* [Excerpt to read]:
******************************
Data Structures
1 Objective
The viewer will be able to identify the data structure type (polygon versus multipolygon) and to plot a subset of the data with one of three strategies: (1) filtering, (2) casting, or (3) setting the plot window.
2 Introduction
Many sf datasets will be grouped at the country level. Countries can be a single polygon. However, they are usually comprised of multiple polygons. An example might be the United States, where Hawaii can be found in the middle of the Pacific Ocean. The distance between Hawaii and the mainland U.S. can be problematic because of the amount of space devoted to the surrounding ocean. This scenario occurs frequently. The remainder of the discussion will be devoted to addressing this challenge.
3 Packages Required
Make sure to load the following packages.
4 Distinguish
To mimic the Hawaii-US scenario, two squares will be created, one smaller and one larger. The two squares will go through the familiar sfg-->sfc-->sf pipeline. The polygons will then be placed into two different data structures. Note that if the data are imported via st_read(), the function contains many arguments and all geometries are converted to the “Multi” variety. For example, polygons become multipolygons. In order to keep the original geometries, then the argument promote_to_multi must be set to FALSE.
sq_1 <-
st_polygon(list(rbind(
c(0,0), c(0, 1), c(1, 1), c(1, 0), c(0, 0)
)
)
)
sq_2 <- (sq_1 * 5) + 5
(st_sfc(list(sq_1, sq_2), crs= "WGS84") %>%
st_sf(tibble("name"= c("A", "B")), geometry = .) -> sq_poly)
******************************
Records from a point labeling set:
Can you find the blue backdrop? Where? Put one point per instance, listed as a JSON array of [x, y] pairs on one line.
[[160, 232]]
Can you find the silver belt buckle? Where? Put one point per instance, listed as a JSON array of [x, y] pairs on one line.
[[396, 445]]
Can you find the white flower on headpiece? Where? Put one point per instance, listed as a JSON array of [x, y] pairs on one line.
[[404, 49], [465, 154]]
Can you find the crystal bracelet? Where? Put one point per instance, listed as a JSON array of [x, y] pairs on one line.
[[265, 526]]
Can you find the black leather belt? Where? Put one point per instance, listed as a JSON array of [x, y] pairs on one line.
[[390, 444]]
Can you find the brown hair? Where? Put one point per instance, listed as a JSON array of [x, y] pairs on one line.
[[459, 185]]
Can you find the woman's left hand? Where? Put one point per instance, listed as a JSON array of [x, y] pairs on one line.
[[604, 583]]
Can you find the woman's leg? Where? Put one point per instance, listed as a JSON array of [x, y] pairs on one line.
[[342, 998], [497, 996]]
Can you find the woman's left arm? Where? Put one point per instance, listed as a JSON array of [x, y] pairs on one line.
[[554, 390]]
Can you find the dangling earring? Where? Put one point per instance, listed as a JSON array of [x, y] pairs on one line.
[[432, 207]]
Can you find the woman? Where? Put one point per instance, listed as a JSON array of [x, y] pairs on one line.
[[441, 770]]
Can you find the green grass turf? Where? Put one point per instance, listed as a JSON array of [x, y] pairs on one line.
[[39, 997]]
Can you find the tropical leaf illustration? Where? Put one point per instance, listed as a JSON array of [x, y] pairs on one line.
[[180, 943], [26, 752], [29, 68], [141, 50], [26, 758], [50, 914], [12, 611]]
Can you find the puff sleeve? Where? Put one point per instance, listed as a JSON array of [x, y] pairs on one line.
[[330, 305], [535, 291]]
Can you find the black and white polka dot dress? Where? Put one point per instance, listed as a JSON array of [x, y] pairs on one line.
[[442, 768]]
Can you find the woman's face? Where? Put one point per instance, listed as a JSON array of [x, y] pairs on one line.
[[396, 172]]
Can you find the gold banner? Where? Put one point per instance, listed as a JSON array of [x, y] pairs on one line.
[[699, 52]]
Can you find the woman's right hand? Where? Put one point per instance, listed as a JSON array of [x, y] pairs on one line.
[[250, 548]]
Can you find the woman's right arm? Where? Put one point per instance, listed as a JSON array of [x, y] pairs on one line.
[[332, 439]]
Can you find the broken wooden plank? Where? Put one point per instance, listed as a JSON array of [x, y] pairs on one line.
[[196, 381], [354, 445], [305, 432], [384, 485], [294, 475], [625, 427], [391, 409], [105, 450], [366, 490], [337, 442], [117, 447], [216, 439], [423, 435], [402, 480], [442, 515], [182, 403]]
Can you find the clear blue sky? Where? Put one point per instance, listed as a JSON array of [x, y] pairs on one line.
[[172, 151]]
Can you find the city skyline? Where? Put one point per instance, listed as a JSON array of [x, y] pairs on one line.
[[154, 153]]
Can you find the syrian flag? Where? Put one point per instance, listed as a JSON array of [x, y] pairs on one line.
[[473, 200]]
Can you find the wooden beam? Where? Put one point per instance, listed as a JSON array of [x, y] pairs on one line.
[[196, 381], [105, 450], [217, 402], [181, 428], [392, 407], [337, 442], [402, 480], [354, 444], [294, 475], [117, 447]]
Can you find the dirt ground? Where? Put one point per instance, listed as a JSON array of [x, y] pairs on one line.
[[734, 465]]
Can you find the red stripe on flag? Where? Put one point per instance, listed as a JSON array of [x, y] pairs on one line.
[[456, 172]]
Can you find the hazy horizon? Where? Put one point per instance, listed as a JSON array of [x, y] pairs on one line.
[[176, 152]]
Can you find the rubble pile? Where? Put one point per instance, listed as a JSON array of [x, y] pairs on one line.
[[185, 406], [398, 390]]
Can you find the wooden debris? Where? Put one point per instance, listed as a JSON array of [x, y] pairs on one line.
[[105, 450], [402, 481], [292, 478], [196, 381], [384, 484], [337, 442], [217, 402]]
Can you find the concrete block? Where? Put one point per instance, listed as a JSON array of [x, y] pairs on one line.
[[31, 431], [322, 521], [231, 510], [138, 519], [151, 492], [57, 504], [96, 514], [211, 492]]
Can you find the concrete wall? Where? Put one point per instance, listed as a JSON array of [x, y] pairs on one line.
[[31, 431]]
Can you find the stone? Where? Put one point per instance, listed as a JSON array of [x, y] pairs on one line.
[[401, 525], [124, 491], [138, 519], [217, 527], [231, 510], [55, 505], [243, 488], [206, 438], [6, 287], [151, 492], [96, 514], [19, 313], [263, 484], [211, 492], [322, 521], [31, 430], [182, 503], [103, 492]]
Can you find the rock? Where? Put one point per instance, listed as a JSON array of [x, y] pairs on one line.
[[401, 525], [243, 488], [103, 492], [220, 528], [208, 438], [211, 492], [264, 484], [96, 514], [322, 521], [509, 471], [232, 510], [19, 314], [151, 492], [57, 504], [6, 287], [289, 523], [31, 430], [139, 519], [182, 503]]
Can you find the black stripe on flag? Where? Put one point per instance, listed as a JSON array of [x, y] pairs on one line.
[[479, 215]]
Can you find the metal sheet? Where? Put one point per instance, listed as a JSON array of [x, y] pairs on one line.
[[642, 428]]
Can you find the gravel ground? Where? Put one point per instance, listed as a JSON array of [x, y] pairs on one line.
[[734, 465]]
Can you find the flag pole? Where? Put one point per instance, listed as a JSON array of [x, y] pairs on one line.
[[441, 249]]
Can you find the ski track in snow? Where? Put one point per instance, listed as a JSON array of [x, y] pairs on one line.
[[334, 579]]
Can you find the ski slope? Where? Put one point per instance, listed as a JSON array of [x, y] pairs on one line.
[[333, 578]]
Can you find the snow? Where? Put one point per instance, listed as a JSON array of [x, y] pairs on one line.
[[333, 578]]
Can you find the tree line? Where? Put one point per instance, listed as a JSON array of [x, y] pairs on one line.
******************************
* [To-do list]:
1/ In the sf data structures text, swap "squares" for "boxes" throughout the part that opens with the words "3 Packages Required" and closes with "geometry = .) -> sq_poly)", then give that part.
2/ Please present the listing, from its start through the line containing "[[265, 526]]", as a Markdown table with the columns Row and Line, leaving out blank lines.

* [Written answers]:
1/
3 Packages Required
Make sure to load the following packages.
4 Distinguish
To mimic the Hawaii-US scenario, two boxes will be created, one smaller and one larger. The two boxes will go through the familiar sfg-->sfc-->sf pipeline. The polygons will then be placed into two different data structures. Note that if the data are imported via st_read(), the function contains many arguments and all geometries are converted to the “Multi” variety. For example, polygons become multipolygons. In order to keep the original geometries, then the argument promote_to_multi must be set to FALSE.
sq_1 <-
st_polygon(list(rbind(
c(0,0), c(0, 1), c(1, 1), c(1, 0), c(0, 0)
)
)
)
sq_2 <- (sq_1 * 5) + 5
(st_sfc(list(sq_1, sq_2), crs= "WGS84") %>%
st_sf(tibble("name"= c("A", "B")), geometry = .) -> sq_poly)

2/
| Row | Line |
|---|---|
| 1 | Can you find the blue backdrop? Where? Put one point per instance, listed as a JSON array of [x, y] pairs on one line. |
| 2 | [[160, 232]] |
| 3 | Can you find the silver belt buckle? Where? Put one point per instance, listed as a JSON array of [x, y] pairs on one line. |
| 4 | [[396, 445]] |
| 5 | Can you find the white flower on headpiece? Where? Put one point per instance, listed as a JSON array of [x, y] pairs on one line. |
| 6 | [[404, 49], [465, 154]] |
| 7 | Can you find the crystal bracelet? Where? Put one point per instance, listed as a JSON array of [x, y] pairs on one line. |
| 8 | [[265, 526]] |